Task to complete:
Every line from the line containing "around the arched" to the end of the data must appear in the answer exactly as it appears there, and nothing else.

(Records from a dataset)
━━━━━━━━━━━━━━━━━━━━━━━━━━━━━━

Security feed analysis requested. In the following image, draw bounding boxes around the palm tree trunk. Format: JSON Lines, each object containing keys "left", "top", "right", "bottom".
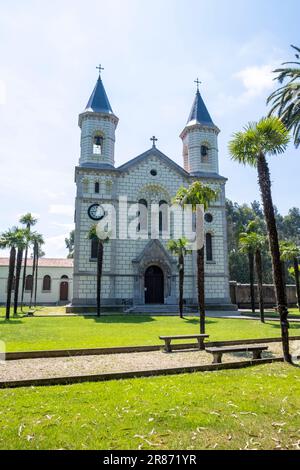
{"left": 257, "top": 153, "right": 291, "bottom": 362}
{"left": 29, "top": 243, "right": 37, "bottom": 309}
{"left": 281, "top": 260, "right": 288, "bottom": 306}
{"left": 248, "top": 251, "right": 255, "bottom": 313}
{"left": 13, "top": 248, "right": 23, "bottom": 315}
{"left": 179, "top": 253, "right": 184, "bottom": 318}
{"left": 96, "top": 240, "right": 103, "bottom": 317}
{"left": 255, "top": 249, "right": 264, "bottom": 323}
{"left": 294, "top": 258, "right": 300, "bottom": 312}
{"left": 197, "top": 247, "right": 205, "bottom": 337}
{"left": 6, "top": 247, "right": 16, "bottom": 320}
{"left": 20, "top": 244, "right": 28, "bottom": 310}
{"left": 34, "top": 252, "right": 39, "bottom": 307}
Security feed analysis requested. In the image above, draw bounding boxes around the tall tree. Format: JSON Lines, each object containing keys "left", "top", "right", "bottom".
{"left": 13, "top": 229, "right": 29, "bottom": 316}
{"left": 88, "top": 225, "right": 109, "bottom": 317}
{"left": 267, "top": 45, "right": 300, "bottom": 147}
{"left": 29, "top": 233, "right": 44, "bottom": 308}
{"left": 239, "top": 232, "right": 267, "bottom": 322}
{"left": 0, "top": 228, "right": 24, "bottom": 319}
{"left": 65, "top": 230, "right": 75, "bottom": 259}
{"left": 229, "top": 116, "right": 291, "bottom": 362}
{"left": 167, "top": 238, "right": 191, "bottom": 318}
{"left": 174, "top": 181, "right": 218, "bottom": 334}
{"left": 280, "top": 241, "right": 300, "bottom": 312}
{"left": 19, "top": 213, "right": 37, "bottom": 310}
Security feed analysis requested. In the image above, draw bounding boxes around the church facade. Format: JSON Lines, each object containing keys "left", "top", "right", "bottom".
{"left": 71, "top": 73, "right": 232, "bottom": 310}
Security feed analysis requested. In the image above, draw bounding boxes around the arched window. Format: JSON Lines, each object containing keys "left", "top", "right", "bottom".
{"left": 25, "top": 274, "right": 33, "bottom": 291}
{"left": 201, "top": 144, "right": 209, "bottom": 163}
{"left": 42, "top": 275, "right": 51, "bottom": 291}
{"left": 206, "top": 233, "right": 213, "bottom": 261}
{"left": 159, "top": 200, "right": 168, "bottom": 234}
{"left": 95, "top": 181, "right": 100, "bottom": 193}
{"left": 93, "top": 135, "right": 103, "bottom": 155}
{"left": 61, "top": 275, "right": 69, "bottom": 279}
{"left": 91, "top": 238, "right": 98, "bottom": 259}
{"left": 137, "top": 199, "right": 148, "bottom": 233}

━━━━━━━━━━━━━━━━━━━━━━━━━━━━━━

Exercise solution:
Security feed analysis requested. In the image above, draw bounding boxes around the arched window. Format: JSON Lines, each object containing keys "left", "top", "right", "bottom".
{"left": 25, "top": 274, "right": 33, "bottom": 291}
{"left": 201, "top": 144, "right": 209, "bottom": 163}
{"left": 42, "top": 275, "right": 51, "bottom": 291}
{"left": 206, "top": 233, "right": 213, "bottom": 261}
{"left": 159, "top": 200, "right": 168, "bottom": 234}
{"left": 95, "top": 181, "right": 100, "bottom": 193}
{"left": 93, "top": 135, "right": 103, "bottom": 155}
{"left": 61, "top": 275, "right": 69, "bottom": 279}
{"left": 91, "top": 238, "right": 98, "bottom": 259}
{"left": 137, "top": 199, "right": 148, "bottom": 233}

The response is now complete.